---- Bahan Tugas Ini

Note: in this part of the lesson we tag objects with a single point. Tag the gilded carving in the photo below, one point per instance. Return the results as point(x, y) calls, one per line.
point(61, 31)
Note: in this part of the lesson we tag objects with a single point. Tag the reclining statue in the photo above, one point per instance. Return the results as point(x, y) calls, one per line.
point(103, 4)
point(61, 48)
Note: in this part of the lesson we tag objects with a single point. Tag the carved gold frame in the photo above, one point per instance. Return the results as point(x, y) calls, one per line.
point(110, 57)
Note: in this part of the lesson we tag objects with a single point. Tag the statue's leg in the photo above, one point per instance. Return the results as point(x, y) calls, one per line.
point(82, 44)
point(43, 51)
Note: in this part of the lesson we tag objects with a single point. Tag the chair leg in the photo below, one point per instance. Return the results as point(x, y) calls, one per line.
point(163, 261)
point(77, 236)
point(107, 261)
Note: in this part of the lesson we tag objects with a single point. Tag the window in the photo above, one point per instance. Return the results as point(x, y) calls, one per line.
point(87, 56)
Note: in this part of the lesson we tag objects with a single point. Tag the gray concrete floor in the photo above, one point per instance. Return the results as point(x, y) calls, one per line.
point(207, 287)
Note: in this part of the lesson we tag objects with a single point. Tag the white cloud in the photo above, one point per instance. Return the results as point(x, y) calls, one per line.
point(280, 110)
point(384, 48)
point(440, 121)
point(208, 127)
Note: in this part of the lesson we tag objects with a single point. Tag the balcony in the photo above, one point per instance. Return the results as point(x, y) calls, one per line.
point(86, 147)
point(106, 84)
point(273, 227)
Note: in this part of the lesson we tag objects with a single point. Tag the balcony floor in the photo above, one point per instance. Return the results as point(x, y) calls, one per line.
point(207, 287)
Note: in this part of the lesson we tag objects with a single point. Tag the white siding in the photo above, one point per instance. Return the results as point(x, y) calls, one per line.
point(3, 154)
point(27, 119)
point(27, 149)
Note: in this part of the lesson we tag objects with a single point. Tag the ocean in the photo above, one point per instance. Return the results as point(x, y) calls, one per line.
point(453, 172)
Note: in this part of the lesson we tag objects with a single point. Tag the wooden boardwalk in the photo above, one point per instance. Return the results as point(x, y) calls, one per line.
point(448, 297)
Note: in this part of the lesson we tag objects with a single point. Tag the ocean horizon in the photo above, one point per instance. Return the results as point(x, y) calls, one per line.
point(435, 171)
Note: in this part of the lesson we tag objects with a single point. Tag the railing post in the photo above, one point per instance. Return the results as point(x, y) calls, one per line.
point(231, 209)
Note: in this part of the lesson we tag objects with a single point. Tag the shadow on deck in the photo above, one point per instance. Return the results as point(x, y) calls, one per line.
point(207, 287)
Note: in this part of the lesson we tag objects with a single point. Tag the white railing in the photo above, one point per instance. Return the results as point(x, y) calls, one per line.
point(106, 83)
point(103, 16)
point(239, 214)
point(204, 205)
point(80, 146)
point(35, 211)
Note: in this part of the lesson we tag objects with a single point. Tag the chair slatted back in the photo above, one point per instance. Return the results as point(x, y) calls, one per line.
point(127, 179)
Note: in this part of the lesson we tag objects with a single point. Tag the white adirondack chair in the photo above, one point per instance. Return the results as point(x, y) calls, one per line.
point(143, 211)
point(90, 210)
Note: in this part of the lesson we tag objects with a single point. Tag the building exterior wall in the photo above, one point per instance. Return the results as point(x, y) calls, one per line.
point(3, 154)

--------

*Petunjuk Pengerjaan*
Masukkan semua baris dari daftar di atas ke dalam sebuah list JSON berisi string, dengan satu string untuk tiap baris dan tanpa baris kosong.

*Hasil Latihan*
[
  "Note: in this part of the lesson we tag objects with a single point. Tag the gilded carving in the photo below, one point per instance. Return the results as point(x, y) calls, one per line.",
  "point(61, 31)",
  "Note: in this part of the lesson we tag objects with a single point. Tag the reclining statue in the photo above, one point per instance. Return the results as point(x, y) calls, one per line.",
  "point(103, 4)",
  "point(61, 48)",
  "Note: in this part of the lesson we tag objects with a single point. Tag the carved gold frame in the photo above, one point per instance. Return the results as point(x, y) calls, one per line.",
  "point(110, 57)",
  "Note: in this part of the lesson we tag objects with a single point. Tag the statue's leg in the photo above, one point per instance. Return the results as point(x, y) calls, one per line.",
  "point(82, 44)",
  "point(43, 51)",
  "Note: in this part of the lesson we tag objects with a single point. Tag the chair leg in the photo below, one point per instance. Return the results as point(x, y) calls, one per line.",
  "point(163, 261)",
  "point(77, 236)",
  "point(107, 261)",
  "Note: in this part of the lesson we tag objects with a single point. Tag the window in the photo above, one point per instance. Return the results as point(x, y) calls, one per line.",
  "point(87, 56)",
  "Note: in this part of the lesson we tag objects with a single point. Tag the gray concrete floor in the photo above, one point per instance. Return the results as point(x, y) calls, one per line.",
  "point(207, 287)",
  "Note: in this part of the lesson we tag objects with a single point. Tag the white cloud in the photo above, one point per instance. Return the results as point(x, y) calls, one per line.",
  "point(280, 110)",
  "point(384, 48)",
  "point(440, 121)",
  "point(208, 127)",
  "Note: in this part of the lesson we tag objects with a single point. Tag the balcony in the photo above, one point per instance. Return the results as point(x, y) calls, one per line.",
  "point(86, 147)",
  "point(106, 84)",
  "point(273, 227)",
  "Note: in this part of the lesson we tag objects with a single point. Tag the balcony floor in the photo above, one point per instance. Return the results as point(x, y) calls, one per line.",
  "point(207, 287)",
  "Note: in this part of the lesson we tag objects with a single point. Tag the white siding in the photo above, one point per instance. Return the results as point(x, y) calls, one per line.",
  "point(3, 154)",
  "point(27, 119)",
  "point(27, 149)",
  "Note: in this part of the lesson we tag objects with a single point. Tag the ocean in the photo above, one point per instance. Return the results as point(x, y) calls, one per line.",
  "point(453, 172)",
  "Note: in this part of the lesson we tag objects with a single point. Tag the wooden boardwalk in the photo above, one point per instance. Return the results as point(x, y) calls, one per line.",
  "point(448, 297)",
  "Note: in this part of the lesson we tag objects with a single point. Tag the ocean horizon in the photo above, one point per instance. Return the results as point(x, y) calls, one per line.",
  "point(435, 171)",
  "Note: in this part of the lesson we tag objects with a single point. Tag the railing post in the photo above, one point per instance. Return the results as point(x, y) calls, one per line.",
  "point(231, 209)",
  "Note: in this part of the lesson we tag objects with a single point. Tag the shadow on deck in the photo above, one point per instance. Return the results as point(x, y) calls, one per line.",
  "point(207, 287)",
  "Note: in this part of the lesson we tag objects with a single point. Tag the white railing in the photo above, one point per instance. Return the results as point(x, y) calls, one per line.",
  "point(106, 83)",
  "point(103, 16)",
  "point(239, 214)",
  "point(204, 205)",
  "point(80, 146)",
  "point(35, 211)",
  "Note: in this part of the lesson we tag objects with a single point. Tag the chair slatted back in the photo above, one point per instance. Return the results as point(x, y) calls, one per line.",
  "point(127, 179)",
  "Note: in this part of the lesson we tag objects with a single point. Tag the white adirondack chair in the photo above, one point per instance. Return the results as point(x, y) calls, one per line.",
  "point(143, 211)",
  "point(90, 210)",
  "Note: in this part of the lesson we tag objects with a single point. Tag the building exterior wall in the photo above, one point per instance. Return the results as point(x, y) calls, one per line.",
  "point(3, 154)"
]